3 min read Last Updated : Mar 03 2025 | 11:03 PM IST
Centre’s capital expenditure in January 2025 witnessed a year-on-year (Y-o-Y) increase of over 51 per cent led by expenditure for Railways, transfers to states, and capital outlay on defence services, Controller General of Accounts’ data showed.
Capital expenditure for road ministry in the month of January was down 63 per cent over the corresponding month last year. Overall, the road ministry has achieved 87 per cent of the budgeted capital expenditure for April-January period of FY25, at the same level as FY24.
Railways, the other major driver of capital expenditure in the country, saw an increase of 11 per cent in the spend for January 2025 over January 2024. The Railways ministry has utilised 83 per cent of its budgeted target for April-January FY25 compared to 84 per cent in the corresponding period of FY24.
Transfers to states were up 87 per cent in January 2025 compared to January 2024, giving a push to overall capital expenditure. The Centre has spent 89 per cent of the funds allocated under capital expenditure for transfers to states in April-January FY25 against 67 per cent in the corresponding period of FY24.
“Capex numbers for both December and January are up. The Centre has made up nearly 75 per cent of the target in 10 months, going up from 52 per cent to 75 per cent in just two months. They can reach the target in the next two months if the push continues in areas that are lagging. Expenditure for urbanisation and defence should catch up,” said Rumki Majumdar, economist, Deloitte India.

• INFORMATION PROVIDED:
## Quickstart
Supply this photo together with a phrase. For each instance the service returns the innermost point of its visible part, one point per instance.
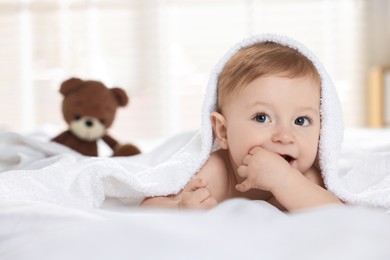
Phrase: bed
(236, 229)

• YOUR GOAL: Edit the article on capital expenditure, beginning at the words "Railways, the other" and stopping after "84 per cent in the corresponding period of FY24.", and replace "major driver" with "key driver". Rely only on the article on capital expenditure, not on the data.

• TASK OUTPUT:
Railways, the other key driver of capital expenditure in the country, saw an increase of 11 per cent in the spend for January 2025 over January 2024. The Railways ministry has utilised 83 per cent of its budgeted target for April-January FY25 compared to 84 per cent in the corresponding period of FY24.